GIVEN TASK — Locate the line with "Mark the metal" in the material. Copy that line and each one after it, through the last, exactly and with nothing else.

THE INPUT —
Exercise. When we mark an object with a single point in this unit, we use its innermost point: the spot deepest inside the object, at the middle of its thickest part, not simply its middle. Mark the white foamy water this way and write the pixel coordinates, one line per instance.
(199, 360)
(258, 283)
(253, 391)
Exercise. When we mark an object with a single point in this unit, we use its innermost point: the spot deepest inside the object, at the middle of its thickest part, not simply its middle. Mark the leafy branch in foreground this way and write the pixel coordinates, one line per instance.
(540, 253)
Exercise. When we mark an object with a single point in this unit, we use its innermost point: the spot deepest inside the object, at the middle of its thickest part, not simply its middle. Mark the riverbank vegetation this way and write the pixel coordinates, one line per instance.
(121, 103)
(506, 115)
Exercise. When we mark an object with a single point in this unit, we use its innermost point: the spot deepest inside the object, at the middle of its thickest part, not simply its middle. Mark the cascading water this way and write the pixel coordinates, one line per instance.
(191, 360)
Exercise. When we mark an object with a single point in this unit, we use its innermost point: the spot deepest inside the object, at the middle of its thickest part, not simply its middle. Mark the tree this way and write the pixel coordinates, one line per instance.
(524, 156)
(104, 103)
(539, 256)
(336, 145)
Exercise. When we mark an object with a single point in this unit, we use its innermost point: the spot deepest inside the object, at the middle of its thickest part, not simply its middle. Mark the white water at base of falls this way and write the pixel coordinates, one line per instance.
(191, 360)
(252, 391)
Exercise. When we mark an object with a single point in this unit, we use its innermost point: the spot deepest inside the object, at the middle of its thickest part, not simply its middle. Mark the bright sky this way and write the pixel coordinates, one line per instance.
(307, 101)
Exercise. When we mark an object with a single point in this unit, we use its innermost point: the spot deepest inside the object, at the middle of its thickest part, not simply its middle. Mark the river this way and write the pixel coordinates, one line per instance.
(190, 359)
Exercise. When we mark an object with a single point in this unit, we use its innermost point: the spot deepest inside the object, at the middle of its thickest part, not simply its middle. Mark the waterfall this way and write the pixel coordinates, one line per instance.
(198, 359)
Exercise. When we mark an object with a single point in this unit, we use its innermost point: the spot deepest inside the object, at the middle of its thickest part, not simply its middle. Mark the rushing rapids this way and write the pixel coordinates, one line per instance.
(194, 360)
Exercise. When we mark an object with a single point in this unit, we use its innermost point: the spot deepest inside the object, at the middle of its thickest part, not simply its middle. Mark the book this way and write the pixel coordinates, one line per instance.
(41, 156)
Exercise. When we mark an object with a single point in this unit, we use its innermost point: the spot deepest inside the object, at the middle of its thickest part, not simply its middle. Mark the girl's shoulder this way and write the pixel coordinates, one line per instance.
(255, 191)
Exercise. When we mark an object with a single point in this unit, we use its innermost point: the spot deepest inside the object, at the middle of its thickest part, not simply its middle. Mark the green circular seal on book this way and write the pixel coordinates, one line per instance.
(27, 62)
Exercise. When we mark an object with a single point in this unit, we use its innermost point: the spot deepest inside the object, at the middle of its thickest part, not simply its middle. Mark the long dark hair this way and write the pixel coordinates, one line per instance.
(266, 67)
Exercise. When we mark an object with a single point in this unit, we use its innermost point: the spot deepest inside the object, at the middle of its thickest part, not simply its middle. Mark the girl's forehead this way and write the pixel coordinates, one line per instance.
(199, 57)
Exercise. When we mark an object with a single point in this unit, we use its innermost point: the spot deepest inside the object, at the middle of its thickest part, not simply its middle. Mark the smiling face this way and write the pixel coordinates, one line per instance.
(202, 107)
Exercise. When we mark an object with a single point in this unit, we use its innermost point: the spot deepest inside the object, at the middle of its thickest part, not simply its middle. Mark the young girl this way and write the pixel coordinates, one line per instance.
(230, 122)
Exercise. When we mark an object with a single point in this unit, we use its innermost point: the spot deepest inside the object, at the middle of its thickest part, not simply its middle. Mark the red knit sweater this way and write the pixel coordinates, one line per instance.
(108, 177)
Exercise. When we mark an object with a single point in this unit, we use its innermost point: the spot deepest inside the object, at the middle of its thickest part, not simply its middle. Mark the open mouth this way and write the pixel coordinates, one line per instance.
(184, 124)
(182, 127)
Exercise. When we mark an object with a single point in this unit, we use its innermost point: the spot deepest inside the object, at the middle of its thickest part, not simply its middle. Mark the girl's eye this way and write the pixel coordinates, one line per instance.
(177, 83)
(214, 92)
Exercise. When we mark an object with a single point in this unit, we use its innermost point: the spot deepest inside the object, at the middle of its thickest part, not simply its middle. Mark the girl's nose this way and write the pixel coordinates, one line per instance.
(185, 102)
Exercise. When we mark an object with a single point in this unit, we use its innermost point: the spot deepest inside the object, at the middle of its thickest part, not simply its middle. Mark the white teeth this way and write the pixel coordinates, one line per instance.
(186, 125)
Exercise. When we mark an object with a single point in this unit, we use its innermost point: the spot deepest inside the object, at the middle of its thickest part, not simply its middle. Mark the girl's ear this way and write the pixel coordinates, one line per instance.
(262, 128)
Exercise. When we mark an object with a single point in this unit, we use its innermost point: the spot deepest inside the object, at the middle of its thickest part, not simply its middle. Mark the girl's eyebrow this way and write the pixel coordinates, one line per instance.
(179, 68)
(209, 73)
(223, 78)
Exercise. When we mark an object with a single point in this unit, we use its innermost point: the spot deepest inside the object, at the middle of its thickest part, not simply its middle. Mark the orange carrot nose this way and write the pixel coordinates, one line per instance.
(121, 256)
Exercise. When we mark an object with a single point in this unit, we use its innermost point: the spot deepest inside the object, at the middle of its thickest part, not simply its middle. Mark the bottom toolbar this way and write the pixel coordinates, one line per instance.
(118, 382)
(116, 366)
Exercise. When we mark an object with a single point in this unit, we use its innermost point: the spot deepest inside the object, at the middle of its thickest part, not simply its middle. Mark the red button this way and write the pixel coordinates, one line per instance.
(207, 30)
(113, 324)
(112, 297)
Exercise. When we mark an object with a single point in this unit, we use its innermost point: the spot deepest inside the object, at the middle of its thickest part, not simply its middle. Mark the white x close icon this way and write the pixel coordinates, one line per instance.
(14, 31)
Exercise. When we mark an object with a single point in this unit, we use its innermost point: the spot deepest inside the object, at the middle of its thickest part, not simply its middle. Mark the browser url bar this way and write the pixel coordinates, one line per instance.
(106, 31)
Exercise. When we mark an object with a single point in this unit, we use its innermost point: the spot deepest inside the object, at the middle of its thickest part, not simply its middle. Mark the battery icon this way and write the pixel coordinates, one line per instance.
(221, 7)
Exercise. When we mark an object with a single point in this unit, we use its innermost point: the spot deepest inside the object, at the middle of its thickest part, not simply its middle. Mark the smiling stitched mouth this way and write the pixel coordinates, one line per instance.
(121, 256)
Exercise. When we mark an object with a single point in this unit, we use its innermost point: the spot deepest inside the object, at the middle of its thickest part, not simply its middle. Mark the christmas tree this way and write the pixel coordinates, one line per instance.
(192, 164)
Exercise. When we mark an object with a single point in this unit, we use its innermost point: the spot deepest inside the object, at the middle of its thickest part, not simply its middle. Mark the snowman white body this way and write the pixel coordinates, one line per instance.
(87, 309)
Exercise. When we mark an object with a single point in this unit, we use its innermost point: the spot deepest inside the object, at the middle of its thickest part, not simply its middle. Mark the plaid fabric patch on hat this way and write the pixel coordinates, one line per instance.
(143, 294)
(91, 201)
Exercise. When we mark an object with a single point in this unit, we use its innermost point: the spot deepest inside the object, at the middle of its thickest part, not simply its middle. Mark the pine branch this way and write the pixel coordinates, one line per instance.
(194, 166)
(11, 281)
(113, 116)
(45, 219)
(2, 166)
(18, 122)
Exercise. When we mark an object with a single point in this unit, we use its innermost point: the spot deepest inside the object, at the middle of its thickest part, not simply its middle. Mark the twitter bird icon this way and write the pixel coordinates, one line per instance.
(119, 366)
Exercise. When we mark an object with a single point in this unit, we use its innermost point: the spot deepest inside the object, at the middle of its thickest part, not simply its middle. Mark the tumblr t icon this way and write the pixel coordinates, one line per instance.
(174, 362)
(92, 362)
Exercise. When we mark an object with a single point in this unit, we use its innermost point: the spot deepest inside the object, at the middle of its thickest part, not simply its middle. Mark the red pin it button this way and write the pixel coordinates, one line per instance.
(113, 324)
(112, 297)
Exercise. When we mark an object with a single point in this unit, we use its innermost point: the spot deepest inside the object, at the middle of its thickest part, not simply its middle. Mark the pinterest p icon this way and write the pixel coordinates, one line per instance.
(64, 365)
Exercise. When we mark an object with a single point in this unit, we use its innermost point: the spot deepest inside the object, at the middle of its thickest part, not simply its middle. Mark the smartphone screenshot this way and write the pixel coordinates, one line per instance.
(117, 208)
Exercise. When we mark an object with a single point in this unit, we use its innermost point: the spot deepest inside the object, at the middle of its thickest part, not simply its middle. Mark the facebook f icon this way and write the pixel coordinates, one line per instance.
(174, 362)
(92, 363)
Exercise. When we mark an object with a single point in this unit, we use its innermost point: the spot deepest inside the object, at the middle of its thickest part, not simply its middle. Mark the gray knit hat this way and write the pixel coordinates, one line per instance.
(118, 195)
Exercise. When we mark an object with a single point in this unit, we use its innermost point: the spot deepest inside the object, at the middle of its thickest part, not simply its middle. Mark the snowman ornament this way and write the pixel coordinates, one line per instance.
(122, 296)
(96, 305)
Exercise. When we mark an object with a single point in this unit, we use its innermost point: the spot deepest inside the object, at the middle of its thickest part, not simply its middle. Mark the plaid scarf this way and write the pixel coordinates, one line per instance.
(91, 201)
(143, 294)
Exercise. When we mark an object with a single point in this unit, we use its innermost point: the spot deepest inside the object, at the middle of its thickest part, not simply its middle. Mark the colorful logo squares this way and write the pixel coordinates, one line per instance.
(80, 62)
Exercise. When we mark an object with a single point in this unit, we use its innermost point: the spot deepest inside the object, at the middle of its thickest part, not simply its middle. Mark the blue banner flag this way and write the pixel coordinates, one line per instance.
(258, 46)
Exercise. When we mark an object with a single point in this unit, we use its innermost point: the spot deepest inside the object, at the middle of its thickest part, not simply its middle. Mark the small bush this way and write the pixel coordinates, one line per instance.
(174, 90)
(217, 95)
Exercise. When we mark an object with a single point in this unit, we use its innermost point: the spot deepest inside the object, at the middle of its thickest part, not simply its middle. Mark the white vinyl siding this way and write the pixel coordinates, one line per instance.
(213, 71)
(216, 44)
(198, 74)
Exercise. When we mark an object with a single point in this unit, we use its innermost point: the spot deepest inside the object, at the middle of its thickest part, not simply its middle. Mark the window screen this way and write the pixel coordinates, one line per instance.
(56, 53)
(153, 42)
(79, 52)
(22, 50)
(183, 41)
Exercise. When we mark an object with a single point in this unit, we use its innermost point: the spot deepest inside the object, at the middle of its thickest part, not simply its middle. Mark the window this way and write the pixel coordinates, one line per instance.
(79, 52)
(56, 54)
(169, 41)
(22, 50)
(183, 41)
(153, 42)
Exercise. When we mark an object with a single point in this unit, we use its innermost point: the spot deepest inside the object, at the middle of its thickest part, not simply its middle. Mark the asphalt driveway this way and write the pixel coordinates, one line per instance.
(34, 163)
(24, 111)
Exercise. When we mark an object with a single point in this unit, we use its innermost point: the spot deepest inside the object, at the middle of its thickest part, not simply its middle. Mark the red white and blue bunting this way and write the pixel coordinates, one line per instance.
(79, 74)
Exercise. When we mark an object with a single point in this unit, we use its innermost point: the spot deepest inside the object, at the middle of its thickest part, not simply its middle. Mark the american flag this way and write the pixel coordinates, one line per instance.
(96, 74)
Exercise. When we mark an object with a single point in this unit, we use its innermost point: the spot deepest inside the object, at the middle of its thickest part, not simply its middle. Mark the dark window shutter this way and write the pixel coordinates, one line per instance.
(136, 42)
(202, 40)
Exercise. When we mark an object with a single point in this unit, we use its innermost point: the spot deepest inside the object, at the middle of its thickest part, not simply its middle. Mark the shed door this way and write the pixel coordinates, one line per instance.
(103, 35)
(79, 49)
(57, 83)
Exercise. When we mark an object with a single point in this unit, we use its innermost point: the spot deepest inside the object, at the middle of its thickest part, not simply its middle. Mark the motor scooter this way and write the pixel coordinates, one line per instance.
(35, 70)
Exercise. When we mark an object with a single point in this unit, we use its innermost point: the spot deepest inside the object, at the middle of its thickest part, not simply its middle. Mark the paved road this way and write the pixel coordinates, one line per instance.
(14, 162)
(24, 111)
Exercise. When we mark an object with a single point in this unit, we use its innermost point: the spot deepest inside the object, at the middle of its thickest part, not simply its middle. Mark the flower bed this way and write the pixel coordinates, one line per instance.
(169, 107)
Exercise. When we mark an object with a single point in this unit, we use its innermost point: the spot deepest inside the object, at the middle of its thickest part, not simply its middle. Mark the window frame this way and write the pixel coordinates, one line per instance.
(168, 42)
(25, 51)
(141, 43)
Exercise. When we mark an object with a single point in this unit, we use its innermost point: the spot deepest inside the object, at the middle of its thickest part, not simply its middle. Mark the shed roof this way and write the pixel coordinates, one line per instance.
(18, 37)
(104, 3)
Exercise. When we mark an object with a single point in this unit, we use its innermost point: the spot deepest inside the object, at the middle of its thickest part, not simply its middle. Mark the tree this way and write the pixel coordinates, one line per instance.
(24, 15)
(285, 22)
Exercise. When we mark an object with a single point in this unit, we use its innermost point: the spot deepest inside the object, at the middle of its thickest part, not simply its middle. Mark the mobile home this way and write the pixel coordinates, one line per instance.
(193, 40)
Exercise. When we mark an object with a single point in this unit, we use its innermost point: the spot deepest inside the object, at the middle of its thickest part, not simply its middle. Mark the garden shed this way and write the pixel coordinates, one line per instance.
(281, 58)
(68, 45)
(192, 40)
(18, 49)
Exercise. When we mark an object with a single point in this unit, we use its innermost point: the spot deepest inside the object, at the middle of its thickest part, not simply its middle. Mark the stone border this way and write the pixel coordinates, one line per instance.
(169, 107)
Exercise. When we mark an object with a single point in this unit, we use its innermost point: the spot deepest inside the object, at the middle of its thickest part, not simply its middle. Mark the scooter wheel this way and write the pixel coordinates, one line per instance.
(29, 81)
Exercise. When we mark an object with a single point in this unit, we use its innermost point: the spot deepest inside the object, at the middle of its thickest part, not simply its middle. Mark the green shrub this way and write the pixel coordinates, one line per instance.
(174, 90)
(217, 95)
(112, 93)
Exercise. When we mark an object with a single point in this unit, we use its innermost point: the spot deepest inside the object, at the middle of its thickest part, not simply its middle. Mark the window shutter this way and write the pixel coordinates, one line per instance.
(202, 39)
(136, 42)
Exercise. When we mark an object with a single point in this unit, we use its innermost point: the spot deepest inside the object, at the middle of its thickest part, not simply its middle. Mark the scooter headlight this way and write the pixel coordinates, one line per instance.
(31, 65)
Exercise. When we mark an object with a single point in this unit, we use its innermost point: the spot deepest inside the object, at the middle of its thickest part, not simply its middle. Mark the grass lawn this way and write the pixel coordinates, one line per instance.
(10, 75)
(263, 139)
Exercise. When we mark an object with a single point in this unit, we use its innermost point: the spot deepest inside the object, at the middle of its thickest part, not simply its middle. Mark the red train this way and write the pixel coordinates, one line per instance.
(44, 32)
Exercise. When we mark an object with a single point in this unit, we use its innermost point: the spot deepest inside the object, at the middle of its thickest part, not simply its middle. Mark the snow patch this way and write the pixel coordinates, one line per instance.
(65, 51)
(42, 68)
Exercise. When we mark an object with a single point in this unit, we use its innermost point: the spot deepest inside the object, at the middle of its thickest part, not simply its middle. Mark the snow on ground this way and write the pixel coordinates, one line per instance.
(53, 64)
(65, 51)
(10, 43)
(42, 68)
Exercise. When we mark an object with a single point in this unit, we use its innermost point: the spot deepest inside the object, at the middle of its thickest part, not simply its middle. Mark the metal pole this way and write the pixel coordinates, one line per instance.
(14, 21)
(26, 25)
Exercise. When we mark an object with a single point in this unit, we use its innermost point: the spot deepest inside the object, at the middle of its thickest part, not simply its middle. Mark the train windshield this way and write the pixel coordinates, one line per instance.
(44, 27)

ANSWER IN FULL —
Exercise. When we mark an object with a single point in this unit, we use its innermost point: the spot deepest inside the object, at the middle of its thickest part, not simply its middle. Mark the metal pole this way and write the pixel coordinates, one line per instance.
(14, 21)
(26, 25)
Exercise. When we mark an object with a single point in this unit, we use its innermost point: the spot deepest inside the object, at the middle of its thickest part, not simply its middle. Mark the train windshield this way and write the pixel coordinates, one line per instance.
(44, 27)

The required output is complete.